Turn the rows below, from the line containing "of the book" through the line containing "point(49, 405)", into a JSON list of strings with one string per line and blank lines omitted.

────────────────

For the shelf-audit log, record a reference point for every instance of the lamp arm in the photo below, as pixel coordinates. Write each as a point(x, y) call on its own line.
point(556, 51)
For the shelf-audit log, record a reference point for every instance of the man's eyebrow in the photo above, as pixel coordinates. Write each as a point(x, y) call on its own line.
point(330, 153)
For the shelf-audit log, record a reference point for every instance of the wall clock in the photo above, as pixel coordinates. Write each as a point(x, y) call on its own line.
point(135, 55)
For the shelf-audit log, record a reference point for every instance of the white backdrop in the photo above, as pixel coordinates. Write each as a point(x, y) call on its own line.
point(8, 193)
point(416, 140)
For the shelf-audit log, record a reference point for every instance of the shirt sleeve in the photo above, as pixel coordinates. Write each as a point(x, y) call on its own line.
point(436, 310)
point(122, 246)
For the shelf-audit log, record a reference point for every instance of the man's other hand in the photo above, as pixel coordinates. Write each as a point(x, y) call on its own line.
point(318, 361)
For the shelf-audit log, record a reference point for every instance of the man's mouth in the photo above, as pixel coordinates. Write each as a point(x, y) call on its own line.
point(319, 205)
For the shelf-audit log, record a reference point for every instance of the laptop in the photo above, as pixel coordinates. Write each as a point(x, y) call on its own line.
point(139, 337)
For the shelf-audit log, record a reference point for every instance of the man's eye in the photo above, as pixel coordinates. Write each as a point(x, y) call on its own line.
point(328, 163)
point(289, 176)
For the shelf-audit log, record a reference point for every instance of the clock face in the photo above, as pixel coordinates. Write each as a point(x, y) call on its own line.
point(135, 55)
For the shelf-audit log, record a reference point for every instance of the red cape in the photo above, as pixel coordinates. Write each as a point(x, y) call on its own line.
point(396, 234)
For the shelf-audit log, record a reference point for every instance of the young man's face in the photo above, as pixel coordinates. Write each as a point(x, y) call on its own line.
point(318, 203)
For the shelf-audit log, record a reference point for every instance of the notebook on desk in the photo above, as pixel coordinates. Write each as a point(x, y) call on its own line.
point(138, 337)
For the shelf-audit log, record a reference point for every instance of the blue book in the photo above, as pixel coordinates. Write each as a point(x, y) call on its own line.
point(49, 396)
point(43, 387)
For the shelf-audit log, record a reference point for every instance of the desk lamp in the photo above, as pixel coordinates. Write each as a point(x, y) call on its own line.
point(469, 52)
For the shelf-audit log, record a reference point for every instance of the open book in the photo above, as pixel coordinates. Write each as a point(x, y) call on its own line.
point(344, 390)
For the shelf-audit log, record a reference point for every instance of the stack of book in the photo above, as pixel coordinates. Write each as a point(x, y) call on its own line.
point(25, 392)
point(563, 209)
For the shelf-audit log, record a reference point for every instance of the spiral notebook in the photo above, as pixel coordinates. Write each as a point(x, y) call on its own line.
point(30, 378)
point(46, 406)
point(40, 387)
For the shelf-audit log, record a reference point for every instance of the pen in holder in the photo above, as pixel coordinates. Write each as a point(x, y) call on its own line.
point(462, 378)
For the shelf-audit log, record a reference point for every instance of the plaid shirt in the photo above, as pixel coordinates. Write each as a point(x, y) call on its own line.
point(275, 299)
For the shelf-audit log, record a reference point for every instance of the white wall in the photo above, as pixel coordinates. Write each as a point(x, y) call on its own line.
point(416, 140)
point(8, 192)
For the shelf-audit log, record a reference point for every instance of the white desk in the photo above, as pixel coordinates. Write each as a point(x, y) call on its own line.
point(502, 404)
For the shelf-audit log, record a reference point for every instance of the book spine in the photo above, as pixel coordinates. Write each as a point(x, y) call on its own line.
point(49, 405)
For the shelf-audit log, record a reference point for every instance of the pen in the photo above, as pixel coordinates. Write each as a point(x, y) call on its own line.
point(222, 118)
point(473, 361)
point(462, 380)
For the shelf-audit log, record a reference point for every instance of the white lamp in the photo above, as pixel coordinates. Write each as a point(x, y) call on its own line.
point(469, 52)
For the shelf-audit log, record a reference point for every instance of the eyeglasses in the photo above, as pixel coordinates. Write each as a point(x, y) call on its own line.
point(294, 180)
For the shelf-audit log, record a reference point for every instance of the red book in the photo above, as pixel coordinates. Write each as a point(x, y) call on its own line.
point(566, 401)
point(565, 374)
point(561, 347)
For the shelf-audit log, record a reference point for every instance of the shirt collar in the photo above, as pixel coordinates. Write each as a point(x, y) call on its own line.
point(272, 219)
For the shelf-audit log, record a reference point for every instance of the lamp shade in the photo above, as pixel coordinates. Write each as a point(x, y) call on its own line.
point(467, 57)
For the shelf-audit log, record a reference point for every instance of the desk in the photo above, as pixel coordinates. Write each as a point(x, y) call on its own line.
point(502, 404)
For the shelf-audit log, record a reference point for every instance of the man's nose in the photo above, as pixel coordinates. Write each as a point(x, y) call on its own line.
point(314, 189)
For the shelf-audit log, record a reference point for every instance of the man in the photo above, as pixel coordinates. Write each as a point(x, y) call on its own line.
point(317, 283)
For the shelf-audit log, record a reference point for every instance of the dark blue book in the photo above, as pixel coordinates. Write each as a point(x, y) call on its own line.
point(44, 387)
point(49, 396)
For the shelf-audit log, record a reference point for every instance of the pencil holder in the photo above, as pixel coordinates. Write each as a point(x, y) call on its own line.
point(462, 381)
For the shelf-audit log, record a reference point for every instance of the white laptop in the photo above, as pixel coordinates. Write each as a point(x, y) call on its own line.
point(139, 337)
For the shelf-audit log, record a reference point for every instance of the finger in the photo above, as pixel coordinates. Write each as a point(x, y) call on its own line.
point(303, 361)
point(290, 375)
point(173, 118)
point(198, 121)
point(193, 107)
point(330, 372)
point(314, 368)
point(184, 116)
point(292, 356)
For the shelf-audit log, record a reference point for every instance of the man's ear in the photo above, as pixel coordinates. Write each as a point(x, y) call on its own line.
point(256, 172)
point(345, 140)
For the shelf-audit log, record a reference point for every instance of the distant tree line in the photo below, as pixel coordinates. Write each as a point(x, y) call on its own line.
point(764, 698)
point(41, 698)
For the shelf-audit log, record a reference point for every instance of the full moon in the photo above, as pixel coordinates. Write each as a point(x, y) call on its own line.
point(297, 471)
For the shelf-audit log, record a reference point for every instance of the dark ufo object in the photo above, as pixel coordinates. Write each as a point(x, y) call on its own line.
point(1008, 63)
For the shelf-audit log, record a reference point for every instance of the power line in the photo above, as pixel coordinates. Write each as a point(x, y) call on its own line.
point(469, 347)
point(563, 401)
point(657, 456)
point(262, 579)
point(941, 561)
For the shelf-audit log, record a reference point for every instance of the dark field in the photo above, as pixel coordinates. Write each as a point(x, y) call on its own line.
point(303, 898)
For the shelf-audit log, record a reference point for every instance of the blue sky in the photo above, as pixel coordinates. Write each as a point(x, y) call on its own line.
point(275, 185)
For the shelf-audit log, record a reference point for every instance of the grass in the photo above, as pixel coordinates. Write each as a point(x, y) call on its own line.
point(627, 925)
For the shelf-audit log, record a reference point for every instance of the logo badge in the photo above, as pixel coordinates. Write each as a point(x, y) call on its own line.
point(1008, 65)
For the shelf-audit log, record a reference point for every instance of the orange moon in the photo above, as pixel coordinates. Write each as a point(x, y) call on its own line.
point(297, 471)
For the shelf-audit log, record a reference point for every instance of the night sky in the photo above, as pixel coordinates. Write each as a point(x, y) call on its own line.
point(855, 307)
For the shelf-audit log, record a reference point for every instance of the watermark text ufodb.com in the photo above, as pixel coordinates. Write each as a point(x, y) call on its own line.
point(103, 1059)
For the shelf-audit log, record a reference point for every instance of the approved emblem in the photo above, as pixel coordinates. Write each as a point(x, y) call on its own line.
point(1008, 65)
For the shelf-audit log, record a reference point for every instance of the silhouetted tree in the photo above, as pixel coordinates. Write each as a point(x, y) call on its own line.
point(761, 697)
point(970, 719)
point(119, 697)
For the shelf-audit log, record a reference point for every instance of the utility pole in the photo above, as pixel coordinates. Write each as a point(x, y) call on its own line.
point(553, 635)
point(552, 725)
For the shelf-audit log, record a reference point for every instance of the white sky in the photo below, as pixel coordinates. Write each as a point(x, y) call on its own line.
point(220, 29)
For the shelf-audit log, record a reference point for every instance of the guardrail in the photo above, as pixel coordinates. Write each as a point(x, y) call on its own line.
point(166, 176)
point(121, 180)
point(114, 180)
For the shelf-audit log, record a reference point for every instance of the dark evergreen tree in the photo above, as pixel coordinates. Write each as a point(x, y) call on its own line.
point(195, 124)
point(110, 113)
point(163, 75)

────────────────

> _The completed task_
[
  "For the shelf-audit log, record a reference point for every instance of the book spine in the photo above, as pixel coordinates. Write each as a point(x, y) call on its own line.",
  "point(49, 405)"
]